======== Passage provided ========

Low blood pressure 'not always best'
LOW blood pressure is not necessarily best when it comes to preventing heart attacks and strokes, new research suggests.
A study that turns conventional thinking on its head shows that in at-risk patients, a cut-off point is reached below which further reductions in blood pressure provide no added benefit.
Researchers looked at data from 4,480 patients with high blood pressure taking part in a heart disease study.
Over a period of 21 years, participants had their systolic blood pressure – the blood circulation pulse coinciding with each heart beat – measured at three-year intervals.
At the same time, cases of heart failure, heart attack, stroke, or death associated with heart disease were recorded.
The study found that lowering systolic blood pressure below 140 millimetres of mercury (mm Hg) was beneficial. But reducing it still more to below the "normal" figure of 120 mm Hg had no further impact on the rate of cardiovascular events.

======== Study material ========

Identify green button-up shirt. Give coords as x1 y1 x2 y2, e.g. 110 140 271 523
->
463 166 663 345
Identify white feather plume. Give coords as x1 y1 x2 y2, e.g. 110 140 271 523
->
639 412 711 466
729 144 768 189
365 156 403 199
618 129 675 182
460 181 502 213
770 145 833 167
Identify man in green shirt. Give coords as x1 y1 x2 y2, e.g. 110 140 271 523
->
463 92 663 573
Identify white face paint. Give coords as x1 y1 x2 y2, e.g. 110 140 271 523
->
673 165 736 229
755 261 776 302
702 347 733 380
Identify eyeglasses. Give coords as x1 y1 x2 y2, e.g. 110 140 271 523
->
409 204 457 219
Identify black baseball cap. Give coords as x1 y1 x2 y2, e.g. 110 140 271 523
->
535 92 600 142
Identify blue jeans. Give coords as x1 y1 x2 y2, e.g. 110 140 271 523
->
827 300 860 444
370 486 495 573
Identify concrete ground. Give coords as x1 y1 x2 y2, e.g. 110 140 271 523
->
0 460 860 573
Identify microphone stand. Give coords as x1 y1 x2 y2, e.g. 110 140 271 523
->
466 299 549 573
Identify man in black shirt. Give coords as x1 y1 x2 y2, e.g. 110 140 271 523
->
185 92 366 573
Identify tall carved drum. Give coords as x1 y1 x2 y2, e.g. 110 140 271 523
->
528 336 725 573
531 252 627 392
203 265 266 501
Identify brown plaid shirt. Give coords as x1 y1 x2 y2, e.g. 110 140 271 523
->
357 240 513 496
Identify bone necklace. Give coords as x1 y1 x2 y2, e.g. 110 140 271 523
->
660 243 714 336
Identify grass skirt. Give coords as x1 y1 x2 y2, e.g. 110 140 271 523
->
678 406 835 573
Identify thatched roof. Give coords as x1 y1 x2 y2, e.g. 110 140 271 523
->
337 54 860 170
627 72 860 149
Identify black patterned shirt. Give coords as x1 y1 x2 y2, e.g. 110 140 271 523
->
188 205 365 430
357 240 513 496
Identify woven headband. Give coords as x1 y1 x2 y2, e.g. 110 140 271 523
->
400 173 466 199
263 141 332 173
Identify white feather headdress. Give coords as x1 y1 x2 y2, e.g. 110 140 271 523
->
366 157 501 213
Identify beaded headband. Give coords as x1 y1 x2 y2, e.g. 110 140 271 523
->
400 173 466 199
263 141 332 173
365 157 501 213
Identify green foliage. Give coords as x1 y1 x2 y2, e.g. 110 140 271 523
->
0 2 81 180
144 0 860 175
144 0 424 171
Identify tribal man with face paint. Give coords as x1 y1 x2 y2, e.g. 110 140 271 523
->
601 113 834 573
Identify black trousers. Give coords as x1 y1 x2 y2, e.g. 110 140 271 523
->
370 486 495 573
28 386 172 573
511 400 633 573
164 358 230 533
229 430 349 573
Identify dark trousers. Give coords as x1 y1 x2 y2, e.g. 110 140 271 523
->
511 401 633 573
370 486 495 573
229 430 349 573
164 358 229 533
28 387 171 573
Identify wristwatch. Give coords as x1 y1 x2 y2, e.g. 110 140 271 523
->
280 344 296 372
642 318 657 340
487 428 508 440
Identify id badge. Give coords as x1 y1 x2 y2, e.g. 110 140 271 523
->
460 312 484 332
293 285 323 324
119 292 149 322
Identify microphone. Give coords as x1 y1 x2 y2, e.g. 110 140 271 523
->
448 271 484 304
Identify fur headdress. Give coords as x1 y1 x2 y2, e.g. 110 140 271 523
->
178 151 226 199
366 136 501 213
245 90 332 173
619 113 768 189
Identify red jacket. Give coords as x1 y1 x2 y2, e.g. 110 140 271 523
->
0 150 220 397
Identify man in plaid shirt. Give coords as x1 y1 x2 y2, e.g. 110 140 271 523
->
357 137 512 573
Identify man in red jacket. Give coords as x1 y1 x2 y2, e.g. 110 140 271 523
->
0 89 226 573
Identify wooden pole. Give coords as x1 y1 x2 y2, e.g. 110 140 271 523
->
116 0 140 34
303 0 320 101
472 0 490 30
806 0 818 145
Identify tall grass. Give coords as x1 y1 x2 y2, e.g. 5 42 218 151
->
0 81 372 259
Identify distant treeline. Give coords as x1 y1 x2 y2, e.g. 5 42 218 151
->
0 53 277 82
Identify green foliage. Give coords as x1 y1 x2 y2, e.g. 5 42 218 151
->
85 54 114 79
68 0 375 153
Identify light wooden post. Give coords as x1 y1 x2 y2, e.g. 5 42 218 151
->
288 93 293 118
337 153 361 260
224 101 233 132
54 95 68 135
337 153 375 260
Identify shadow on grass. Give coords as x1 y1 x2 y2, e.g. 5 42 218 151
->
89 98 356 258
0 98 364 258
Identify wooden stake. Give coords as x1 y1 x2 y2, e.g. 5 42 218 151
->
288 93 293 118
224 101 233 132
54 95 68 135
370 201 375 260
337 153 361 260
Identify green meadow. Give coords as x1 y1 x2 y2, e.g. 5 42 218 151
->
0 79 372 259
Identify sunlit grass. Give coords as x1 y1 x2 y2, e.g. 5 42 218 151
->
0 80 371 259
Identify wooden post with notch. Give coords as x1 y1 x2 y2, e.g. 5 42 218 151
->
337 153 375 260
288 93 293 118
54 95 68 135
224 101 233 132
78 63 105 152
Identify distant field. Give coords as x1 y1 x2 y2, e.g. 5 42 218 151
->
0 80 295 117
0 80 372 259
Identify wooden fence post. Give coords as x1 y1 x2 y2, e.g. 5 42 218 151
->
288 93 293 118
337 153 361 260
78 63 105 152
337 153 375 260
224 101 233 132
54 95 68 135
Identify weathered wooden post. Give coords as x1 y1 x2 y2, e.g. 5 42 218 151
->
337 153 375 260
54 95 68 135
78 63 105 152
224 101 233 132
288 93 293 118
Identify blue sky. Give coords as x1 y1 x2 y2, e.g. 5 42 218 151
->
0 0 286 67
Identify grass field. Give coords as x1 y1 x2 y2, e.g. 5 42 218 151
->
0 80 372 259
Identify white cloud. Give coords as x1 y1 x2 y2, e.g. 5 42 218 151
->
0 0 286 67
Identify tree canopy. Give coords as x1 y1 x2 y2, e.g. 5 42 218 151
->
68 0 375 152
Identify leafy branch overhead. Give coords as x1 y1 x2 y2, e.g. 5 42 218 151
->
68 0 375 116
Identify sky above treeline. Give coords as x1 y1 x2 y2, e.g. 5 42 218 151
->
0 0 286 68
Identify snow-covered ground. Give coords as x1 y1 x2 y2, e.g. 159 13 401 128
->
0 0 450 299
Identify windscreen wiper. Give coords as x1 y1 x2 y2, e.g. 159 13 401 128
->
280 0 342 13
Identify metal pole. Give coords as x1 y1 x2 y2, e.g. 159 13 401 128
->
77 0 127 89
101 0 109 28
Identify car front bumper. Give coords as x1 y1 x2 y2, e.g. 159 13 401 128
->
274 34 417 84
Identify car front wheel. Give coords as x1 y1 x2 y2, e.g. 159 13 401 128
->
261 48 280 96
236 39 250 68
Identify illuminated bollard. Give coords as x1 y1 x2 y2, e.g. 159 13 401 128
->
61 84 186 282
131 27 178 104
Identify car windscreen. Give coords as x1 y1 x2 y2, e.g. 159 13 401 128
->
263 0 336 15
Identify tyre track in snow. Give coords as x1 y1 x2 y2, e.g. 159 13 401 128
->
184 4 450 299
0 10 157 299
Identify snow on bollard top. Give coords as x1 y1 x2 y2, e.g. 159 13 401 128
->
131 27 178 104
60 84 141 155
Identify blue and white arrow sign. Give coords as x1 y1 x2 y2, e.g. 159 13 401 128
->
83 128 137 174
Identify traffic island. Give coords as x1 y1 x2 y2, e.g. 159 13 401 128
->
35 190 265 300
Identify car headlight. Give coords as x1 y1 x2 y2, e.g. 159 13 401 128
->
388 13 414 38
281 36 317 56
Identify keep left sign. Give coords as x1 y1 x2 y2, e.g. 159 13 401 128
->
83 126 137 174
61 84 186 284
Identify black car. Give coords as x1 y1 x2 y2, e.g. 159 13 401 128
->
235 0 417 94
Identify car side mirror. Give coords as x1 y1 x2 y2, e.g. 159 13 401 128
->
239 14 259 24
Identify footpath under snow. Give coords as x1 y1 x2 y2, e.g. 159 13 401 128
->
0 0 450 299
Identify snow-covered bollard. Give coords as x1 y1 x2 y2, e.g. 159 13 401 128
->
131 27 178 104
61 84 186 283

========

Aim of the task:
Resume the article on low blood pressure and heart risk, picking up right after its last sentence.

Response to the task:
Dr Carlos Rodriguez, from Wake Forest Baptist Medical Centre in the US, said: "Frequently we treat patients' blood pressure to the lowest it will go, thinking that is what's best.
"Our observational study found that treating to low pressures doesn't provide any benefit to patients with regard to reducing risk of dangerous heart events like heart attack, heart failure and stroke. This calls into question the notion that lower is better."
The findings are published in the on-line edition of the journal 'JAMA Internal Medicine'.